Source document:

V. Why he was born of a virgin.
Christ as God had no mother, and as man no father. But his mother as man was Mary. She was the seed of Abraham; and so Christ was that seed of Abraham, in whom all nations were to be blessed, Gal. iii. 16. She was of the tribe of Judah, Luke iii. 33. and of that tribe Christ by her did spring, Heb. vii. 14. She was also of the family of David, as appears by her genealogy, Luke iii. and therefore Christ is called the Son of David, as the Messiah behoved to be. She was, however, but a mean woman, the family of David being then reduced to a low outward condition in the world, having long before lost its flourishing state; so that our Lord 'sprung up as a root out of a dry ground,' Isa. xi. 1. and liii. 2.
She was a virgin before and at the time of her bringing forth Jesus, but espoused to Joseph, who was of the same tribe with her. What she was after, I think Christians should raise no question about that matter, seeing tho scripture has buried it in silence. And therefore, as they are presumptuous who would always make her being a virgin an article of faith, so they are rash that would define the contrary. For they are but little versed in the scripture, who know not that kinsmen among the Jews are ordinarily in sacred writ called brethren ; as Abraham and Lot, his brother's son, are called brethren, Gen. xiii. 8. So no argument can be drawn from persons being designed the brethren of Christ, in the evangelists, to prove that Mary bore children to Joseph.

Work instructions:
[a] Write out the stretch of the passage on Christ's birth from a virgin from "V. Why he was" through "and liii. 2.".
[b] For each statement, say yes or no to whether it agrees with the passage on Christ's birth from a virgin, and quote the words of the passage that settle it: (i) Mary was of the tribe of Judah. (ii) Joseph belonged to a different tribe from Mary. (iii) The passage holds that Mary's being always a virgin should be made an article of faith.

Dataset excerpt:
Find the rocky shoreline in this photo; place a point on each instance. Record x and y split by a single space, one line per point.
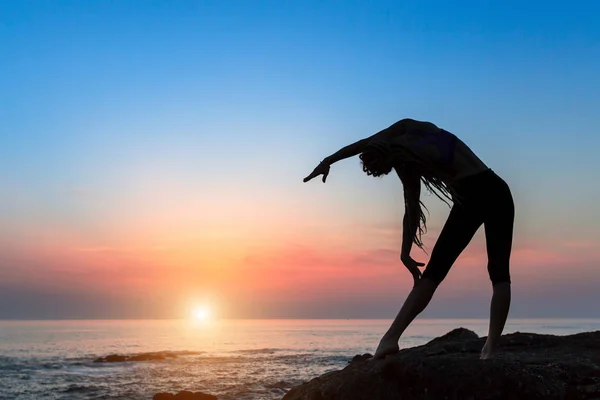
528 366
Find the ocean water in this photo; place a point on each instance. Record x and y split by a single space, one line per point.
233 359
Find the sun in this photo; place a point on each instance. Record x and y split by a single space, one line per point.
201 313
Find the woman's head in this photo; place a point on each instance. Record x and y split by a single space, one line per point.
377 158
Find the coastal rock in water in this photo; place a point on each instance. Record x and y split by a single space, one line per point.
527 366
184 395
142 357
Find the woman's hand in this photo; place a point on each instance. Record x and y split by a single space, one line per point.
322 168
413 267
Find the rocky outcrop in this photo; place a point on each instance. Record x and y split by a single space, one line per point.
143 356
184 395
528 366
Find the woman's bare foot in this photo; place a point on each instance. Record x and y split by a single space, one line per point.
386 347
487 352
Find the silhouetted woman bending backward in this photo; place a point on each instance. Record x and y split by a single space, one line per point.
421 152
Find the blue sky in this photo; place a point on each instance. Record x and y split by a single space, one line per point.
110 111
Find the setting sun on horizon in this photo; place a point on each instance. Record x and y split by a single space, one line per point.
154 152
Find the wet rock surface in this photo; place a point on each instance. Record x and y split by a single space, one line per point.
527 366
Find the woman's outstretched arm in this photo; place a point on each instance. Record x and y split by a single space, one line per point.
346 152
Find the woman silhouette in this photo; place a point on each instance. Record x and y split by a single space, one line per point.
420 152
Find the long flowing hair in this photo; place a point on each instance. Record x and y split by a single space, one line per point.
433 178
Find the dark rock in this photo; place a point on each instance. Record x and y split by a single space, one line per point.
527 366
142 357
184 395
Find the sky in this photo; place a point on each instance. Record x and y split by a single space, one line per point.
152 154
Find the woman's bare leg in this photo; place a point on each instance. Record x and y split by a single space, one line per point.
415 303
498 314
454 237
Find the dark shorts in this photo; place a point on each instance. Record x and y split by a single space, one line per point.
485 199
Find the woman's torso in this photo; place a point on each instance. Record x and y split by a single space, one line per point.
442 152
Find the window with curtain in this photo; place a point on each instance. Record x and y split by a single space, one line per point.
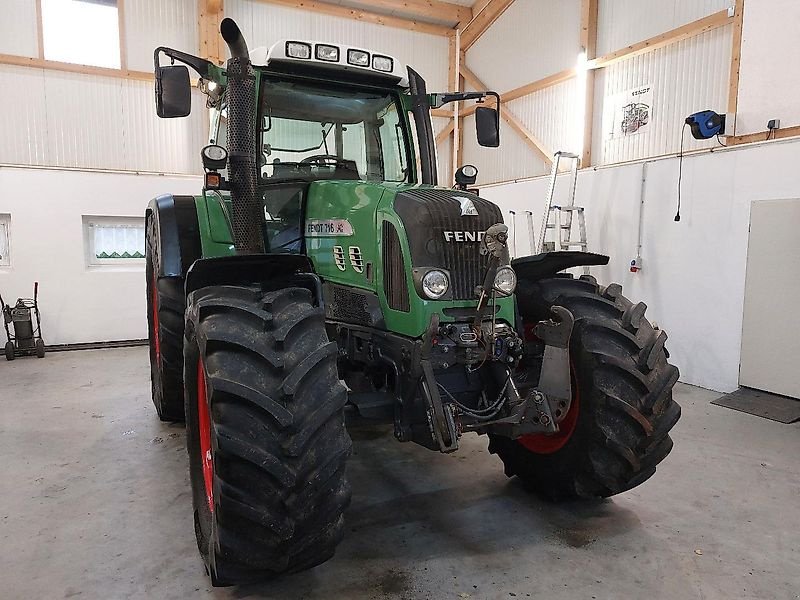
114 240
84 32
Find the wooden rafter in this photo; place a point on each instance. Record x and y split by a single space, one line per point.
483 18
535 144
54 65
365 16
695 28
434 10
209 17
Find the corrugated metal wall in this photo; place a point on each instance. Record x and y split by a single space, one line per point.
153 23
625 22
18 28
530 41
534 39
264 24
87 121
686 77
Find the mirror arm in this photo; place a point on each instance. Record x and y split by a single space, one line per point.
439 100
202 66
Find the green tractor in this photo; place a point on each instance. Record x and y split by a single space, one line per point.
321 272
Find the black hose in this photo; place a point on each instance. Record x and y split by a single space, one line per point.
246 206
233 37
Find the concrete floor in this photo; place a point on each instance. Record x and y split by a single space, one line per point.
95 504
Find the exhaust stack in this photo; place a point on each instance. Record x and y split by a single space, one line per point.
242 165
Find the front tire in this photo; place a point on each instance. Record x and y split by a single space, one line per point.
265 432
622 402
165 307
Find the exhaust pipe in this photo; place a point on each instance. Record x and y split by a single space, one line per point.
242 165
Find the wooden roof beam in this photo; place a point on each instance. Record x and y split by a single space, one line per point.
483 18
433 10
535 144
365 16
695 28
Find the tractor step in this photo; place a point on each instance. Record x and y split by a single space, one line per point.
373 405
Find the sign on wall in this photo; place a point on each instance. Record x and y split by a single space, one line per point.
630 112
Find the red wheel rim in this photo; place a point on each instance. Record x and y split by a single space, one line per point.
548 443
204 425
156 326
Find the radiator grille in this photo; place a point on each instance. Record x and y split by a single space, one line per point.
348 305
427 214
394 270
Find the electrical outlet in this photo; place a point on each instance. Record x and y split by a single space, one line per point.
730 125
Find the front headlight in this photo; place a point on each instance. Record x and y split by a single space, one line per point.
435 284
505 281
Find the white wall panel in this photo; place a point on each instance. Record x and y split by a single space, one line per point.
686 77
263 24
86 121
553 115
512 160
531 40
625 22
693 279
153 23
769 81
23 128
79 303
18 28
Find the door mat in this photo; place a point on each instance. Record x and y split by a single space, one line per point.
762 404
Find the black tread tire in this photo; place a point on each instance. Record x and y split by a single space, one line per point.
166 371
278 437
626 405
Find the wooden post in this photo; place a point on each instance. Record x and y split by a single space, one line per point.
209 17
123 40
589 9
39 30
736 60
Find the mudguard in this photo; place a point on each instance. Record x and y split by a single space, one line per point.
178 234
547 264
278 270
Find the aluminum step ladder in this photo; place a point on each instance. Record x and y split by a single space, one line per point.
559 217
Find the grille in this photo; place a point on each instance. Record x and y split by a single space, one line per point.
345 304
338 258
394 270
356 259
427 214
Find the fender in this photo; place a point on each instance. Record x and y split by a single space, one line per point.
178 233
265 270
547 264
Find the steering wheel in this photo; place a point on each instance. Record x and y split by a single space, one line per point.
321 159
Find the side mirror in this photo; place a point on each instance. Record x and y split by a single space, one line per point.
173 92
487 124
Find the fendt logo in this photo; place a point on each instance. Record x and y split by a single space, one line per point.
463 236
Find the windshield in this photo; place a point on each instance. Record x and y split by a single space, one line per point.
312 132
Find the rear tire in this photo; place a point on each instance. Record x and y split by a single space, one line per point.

Outputs:
[a]
V. Why he was born of a virgin.
Christ as God had no mother, and as man no father. But his mother as man was Mary. She was the seed of Abraham; and so Christ was that seed of Abraham, in whom all nations were to be blessed, Gal. iii. 16. She was of the tribe of Judah, Luke iii. 33. and of that tribe Christ by her did spring, Heb. vii. 14. She was also of the family of David, as appears by her genealogy, Luke iii. and therefore Christ is called the Son of David, as the Messiah behoved to be. She was, however, but a mean woman, the family of David being then reduced to a low outward condition in the world, having long before lost its flourishing state; so that our Lord 'sprung up as a root out of a dry ground,' Isa. xi. 1. and liii. 2.

[b]
(i) Yes: "She was of the tribe of Judah"
(ii) No: "espoused to Joseph, who was of the same tribe with her"
(iii) No: "they are presumptuous who would always make her being a virgin an article of faith"